Exercise brief
Reproduce verbatim the stretch of items below from the line containing "Goal: Detect the black leather handbag" through the line containing "xmin=169 ymin=189 xmax=273 ymax=245", both included.

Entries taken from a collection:
--- start ---
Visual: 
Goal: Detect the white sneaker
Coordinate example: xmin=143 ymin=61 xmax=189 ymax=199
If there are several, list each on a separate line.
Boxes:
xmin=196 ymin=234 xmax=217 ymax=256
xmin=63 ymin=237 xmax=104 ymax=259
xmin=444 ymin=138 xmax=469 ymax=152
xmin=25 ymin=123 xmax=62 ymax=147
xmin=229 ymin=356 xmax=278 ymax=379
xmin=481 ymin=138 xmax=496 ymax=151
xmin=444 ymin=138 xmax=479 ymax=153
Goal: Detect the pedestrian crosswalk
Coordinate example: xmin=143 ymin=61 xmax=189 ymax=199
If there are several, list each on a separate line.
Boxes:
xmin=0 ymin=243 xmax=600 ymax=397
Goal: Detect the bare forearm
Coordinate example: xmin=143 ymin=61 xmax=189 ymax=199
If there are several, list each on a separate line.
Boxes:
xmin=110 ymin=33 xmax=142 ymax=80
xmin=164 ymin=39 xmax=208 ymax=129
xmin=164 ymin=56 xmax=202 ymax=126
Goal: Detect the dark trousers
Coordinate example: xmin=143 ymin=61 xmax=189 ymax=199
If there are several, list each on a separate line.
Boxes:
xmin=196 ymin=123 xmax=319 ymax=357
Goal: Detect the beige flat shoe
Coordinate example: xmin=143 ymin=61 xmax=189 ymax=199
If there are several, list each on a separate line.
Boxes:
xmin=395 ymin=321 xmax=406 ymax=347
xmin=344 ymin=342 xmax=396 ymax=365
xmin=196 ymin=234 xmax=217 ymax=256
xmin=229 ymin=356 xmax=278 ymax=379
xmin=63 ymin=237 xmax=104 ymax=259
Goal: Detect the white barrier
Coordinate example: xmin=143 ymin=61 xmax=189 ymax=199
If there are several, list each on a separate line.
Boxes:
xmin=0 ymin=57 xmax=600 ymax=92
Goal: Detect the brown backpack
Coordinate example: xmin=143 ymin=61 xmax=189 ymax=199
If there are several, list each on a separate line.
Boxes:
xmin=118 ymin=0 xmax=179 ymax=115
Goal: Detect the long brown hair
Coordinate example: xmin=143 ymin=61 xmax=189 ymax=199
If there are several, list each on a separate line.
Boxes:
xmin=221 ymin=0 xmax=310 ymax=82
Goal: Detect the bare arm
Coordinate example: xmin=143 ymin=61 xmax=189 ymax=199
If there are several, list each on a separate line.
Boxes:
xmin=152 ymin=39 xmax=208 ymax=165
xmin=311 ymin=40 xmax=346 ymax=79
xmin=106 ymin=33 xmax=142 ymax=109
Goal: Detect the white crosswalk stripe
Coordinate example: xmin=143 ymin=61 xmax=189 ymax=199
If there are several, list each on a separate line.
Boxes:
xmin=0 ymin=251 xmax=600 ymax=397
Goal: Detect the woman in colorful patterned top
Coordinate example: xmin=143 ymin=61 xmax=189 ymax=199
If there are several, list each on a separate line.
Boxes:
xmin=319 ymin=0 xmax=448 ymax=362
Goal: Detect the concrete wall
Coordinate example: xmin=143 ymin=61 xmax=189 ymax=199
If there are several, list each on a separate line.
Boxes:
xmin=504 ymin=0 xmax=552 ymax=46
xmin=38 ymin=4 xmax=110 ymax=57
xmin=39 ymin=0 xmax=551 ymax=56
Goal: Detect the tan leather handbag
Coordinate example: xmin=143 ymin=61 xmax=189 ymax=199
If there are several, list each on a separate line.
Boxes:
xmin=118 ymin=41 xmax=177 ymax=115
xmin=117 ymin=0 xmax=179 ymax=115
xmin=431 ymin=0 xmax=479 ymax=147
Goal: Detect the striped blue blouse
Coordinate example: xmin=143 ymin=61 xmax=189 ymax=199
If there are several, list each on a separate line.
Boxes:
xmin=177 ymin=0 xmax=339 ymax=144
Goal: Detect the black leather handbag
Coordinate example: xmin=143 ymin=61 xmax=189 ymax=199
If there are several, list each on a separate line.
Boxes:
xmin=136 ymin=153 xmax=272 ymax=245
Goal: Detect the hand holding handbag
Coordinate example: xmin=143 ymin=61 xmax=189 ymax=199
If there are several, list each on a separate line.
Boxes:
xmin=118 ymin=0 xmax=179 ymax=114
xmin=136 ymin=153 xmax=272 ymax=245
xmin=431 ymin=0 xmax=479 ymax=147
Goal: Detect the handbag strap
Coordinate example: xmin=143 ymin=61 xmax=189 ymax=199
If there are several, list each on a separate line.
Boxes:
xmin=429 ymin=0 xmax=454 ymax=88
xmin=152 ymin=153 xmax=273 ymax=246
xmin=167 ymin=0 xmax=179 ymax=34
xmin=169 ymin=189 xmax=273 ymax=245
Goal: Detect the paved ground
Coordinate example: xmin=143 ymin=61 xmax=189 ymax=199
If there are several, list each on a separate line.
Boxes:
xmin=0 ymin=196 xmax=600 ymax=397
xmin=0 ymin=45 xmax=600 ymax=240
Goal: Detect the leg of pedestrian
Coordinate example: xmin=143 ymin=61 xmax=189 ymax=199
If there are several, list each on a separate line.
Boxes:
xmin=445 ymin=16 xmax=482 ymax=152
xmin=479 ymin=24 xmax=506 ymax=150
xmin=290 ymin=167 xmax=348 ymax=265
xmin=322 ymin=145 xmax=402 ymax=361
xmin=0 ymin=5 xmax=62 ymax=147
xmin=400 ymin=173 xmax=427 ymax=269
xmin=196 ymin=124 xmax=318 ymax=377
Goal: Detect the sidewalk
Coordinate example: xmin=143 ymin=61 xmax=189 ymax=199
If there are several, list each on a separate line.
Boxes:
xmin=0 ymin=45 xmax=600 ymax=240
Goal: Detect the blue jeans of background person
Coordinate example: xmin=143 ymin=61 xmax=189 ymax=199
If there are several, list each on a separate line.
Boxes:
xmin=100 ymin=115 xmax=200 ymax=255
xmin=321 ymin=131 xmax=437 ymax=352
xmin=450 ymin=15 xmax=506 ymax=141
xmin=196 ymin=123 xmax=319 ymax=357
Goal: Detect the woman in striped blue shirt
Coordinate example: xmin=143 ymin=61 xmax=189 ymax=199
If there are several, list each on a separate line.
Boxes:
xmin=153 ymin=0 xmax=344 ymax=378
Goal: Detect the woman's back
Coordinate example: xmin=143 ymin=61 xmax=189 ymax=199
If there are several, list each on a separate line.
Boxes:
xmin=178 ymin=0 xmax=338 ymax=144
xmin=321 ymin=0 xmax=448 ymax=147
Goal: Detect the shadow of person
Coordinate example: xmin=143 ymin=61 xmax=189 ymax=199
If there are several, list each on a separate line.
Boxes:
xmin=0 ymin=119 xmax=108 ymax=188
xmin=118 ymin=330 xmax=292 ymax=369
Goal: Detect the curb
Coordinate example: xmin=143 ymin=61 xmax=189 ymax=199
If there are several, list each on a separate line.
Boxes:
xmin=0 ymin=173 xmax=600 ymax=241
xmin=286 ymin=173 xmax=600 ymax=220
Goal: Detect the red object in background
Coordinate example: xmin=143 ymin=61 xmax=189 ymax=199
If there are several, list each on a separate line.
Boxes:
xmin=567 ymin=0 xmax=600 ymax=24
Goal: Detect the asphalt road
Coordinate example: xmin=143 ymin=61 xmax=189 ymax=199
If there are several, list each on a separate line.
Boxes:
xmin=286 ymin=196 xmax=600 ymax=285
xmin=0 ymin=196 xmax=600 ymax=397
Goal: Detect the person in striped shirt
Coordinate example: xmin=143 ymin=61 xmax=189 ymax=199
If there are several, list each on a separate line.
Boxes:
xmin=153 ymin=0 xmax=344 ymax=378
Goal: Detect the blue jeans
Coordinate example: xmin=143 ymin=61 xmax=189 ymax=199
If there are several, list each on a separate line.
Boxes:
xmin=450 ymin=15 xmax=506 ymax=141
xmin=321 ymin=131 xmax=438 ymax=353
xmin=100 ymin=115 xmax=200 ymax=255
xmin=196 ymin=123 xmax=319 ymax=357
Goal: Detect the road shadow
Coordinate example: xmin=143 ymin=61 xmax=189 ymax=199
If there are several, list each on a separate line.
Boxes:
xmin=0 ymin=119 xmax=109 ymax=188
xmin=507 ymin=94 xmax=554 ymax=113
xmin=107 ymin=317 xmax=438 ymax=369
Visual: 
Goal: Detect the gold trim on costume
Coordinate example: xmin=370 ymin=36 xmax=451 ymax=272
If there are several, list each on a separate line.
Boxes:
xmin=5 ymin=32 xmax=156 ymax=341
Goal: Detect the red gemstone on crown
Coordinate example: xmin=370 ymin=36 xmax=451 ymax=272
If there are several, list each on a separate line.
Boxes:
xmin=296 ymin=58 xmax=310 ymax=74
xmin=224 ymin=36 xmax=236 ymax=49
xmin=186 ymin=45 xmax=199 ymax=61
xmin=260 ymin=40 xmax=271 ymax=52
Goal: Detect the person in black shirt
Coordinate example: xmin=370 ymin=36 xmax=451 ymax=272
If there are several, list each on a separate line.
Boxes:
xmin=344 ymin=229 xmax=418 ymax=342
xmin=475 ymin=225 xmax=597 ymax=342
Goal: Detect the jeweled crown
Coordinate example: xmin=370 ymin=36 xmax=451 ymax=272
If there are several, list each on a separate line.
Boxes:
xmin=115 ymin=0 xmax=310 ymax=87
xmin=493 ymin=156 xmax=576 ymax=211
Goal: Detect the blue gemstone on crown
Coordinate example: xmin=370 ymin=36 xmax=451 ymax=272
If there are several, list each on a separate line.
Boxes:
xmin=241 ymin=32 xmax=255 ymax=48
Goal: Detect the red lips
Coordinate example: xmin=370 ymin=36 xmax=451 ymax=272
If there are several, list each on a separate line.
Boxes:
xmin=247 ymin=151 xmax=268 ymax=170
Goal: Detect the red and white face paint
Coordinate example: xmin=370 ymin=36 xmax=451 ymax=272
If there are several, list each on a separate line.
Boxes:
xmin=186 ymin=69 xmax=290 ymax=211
--- end ---
Reply to the task
Goal: Detect the black leather handbag
Coordinate example: xmin=143 ymin=61 xmax=189 ymax=199
If there are several, list each on a separate line.
Boxes:
xmin=136 ymin=153 xmax=272 ymax=245
Goal: Detect the hand holding handbag
Coordinate example: xmin=143 ymin=61 xmax=189 ymax=199
If there are several, list each on a separate line.
Boxes:
xmin=118 ymin=0 xmax=179 ymax=114
xmin=136 ymin=153 xmax=272 ymax=245
xmin=431 ymin=0 xmax=479 ymax=147
Goal: Detect the handbag strap
Coordinate example: xmin=143 ymin=61 xmax=189 ymax=199
If there are several, list each on a separate line.
Boxes:
xmin=429 ymin=0 xmax=454 ymax=88
xmin=152 ymin=153 xmax=273 ymax=246
xmin=167 ymin=0 xmax=179 ymax=34
xmin=169 ymin=189 xmax=273 ymax=245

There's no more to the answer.